**Data excerpts**
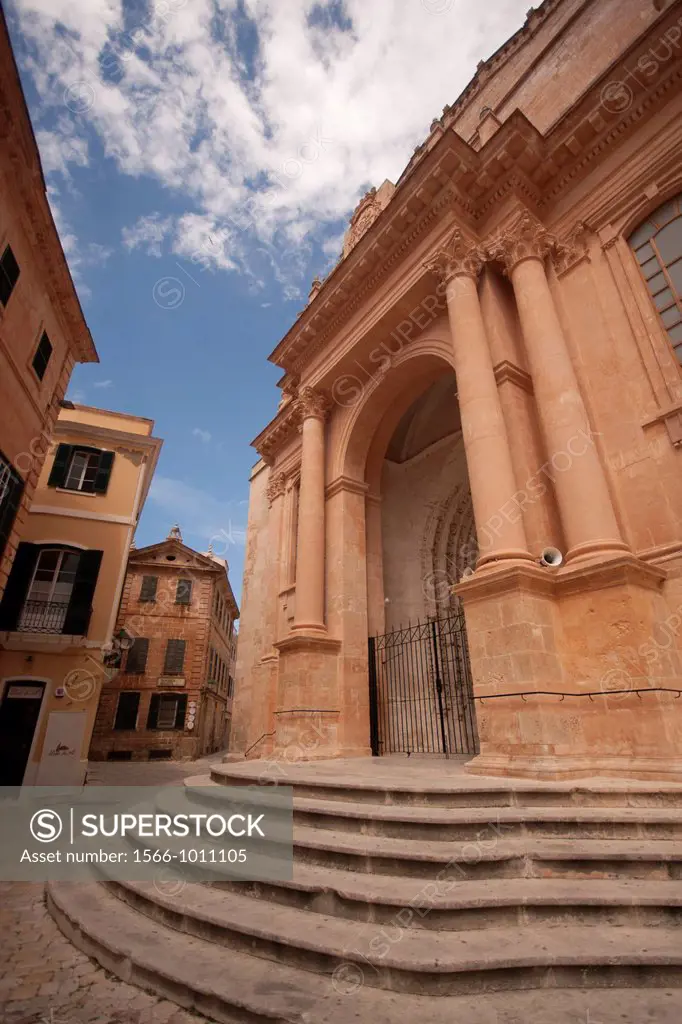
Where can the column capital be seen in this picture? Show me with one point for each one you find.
(525, 239)
(312, 404)
(459, 257)
(275, 487)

**Written problem**
Return the lines above word for word, leaving out the pictures.

**Answer for this exercise**
Where can the column capital be seen in this picture? Show me with one point for each one you find.
(525, 239)
(312, 404)
(459, 257)
(275, 487)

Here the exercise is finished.